TASK TO CARRY OUT >> Which lines in the data below contain the string "table"? Show each of them in full.
☆ ☆ ☆ ☆ ☆
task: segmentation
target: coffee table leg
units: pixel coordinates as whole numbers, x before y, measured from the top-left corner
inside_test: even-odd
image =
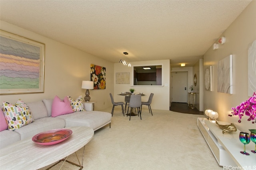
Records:
[[[84,150],[85,150],[85,145],[84,145],[84,150],[83,151],[83,157],[82,157],[82,165],[81,164],[81,163],[80,163],[80,161],[79,161],[79,159],[78,159],[78,157],[77,156],[77,154],[76,154],[76,152],[75,152],[76,155],[76,158],[77,158],[77,160],[78,160],[78,162],[79,163],[79,165],[76,164],[75,163],[73,162],[72,162],[71,161],[70,161],[69,160],[66,160],[66,162],[67,162],[69,163],[70,164],[72,164],[72,165],[76,166],[77,166],[80,167],[80,169],[79,169],[79,170],[80,170],[83,169],[83,168],[84,168],[84,167],[83,166],[83,164],[84,164]]]
[[[53,165],[51,166],[50,166],[50,167],[48,168],[46,170],[48,170],[51,168],[53,167],[53,166],[55,166],[55,165],[56,165],[60,163],[61,161],[63,161],[63,162],[62,162],[62,164],[60,166],[60,167],[59,169],[59,170],[60,170],[61,169],[61,168],[62,168],[62,166],[64,164],[64,163],[65,162],[67,162],[68,163],[69,163],[70,164],[72,164],[72,165],[75,165],[75,166],[76,166],[80,167],[80,169],[79,169],[79,170],[80,170],[83,169],[83,168],[84,168],[84,167],[83,166],[83,164],[84,164],[84,151],[85,151],[85,145],[84,145],[84,150],[83,151],[83,157],[82,157],[82,164],[81,164],[81,163],[80,162],[80,161],[79,161],[79,159],[78,159],[78,157],[77,156],[77,154],[76,154],[76,152],[75,152],[75,153],[76,153],[76,158],[77,158],[77,160],[78,160],[78,163],[79,163],[79,165],[77,164],[76,164],[75,163],[73,162],[72,162],[68,160],[67,160],[67,159],[68,158],[68,156],[66,157],[65,158],[63,158],[63,159],[62,159],[61,160],[60,160],[57,163],[56,163],[54,165]]]

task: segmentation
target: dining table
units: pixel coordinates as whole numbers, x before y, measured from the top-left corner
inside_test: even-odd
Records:
[[[146,95],[146,94],[144,94],[143,93],[138,93],[138,94],[135,94],[135,93],[134,93],[134,94],[118,94],[117,95],[118,96],[130,96],[131,95],[141,95],[142,96],[145,96],[147,95]],[[126,114],[126,115],[130,115],[130,114],[127,113],[127,114]],[[131,108],[131,116],[137,116],[138,115],[138,114],[136,113],[134,113],[133,112],[133,109],[132,108]]]

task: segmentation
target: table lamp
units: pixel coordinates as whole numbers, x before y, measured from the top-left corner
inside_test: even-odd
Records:
[[[216,119],[219,117],[219,114],[216,111],[212,111],[209,113],[209,119],[215,122]]]
[[[93,89],[93,83],[91,81],[83,81],[82,83],[82,88],[86,89],[85,92],[85,96],[84,96],[84,100],[85,102],[88,102],[91,99],[90,95],[90,92],[88,89]]]
[[[213,111],[212,110],[210,110],[210,109],[207,109],[206,110],[205,110],[205,111],[204,111],[205,115],[206,115],[207,116],[208,116],[208,119],[209,119],[209,115],[210,114],[210,113],[212,111]]]

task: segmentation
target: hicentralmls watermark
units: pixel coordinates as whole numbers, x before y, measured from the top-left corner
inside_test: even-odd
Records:
[[[223,170],[256,170],[256,165],[245,166],[224,166]]]

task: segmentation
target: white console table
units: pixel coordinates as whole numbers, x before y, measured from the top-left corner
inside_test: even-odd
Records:
[[[218,122],[222,125],[230,124],[228,122]],[[244,150],[244,144],[239,140],[238,129],[236,132],[223,134],[218,125],[202,117],[198,118],[198,126],[220,166],[238,166],[244,169],[252,169],[248,168],[256,167],[256,154],[251,152],[255,149],[255,144],[251,142],[246,146],[250,155],[241,154],[240,151]]]

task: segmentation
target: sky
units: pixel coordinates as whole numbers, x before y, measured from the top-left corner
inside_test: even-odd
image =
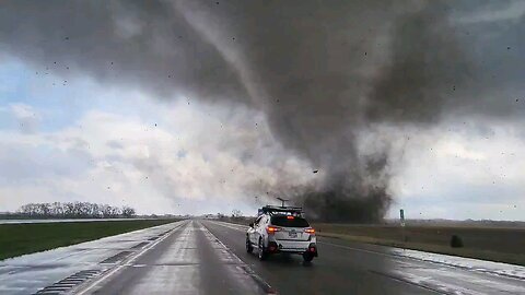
☆ ☆ ☆ ☆ ☆
THE ANSWER >>
target: coffee table leg
target: dining table
target: table lamp
target: white console table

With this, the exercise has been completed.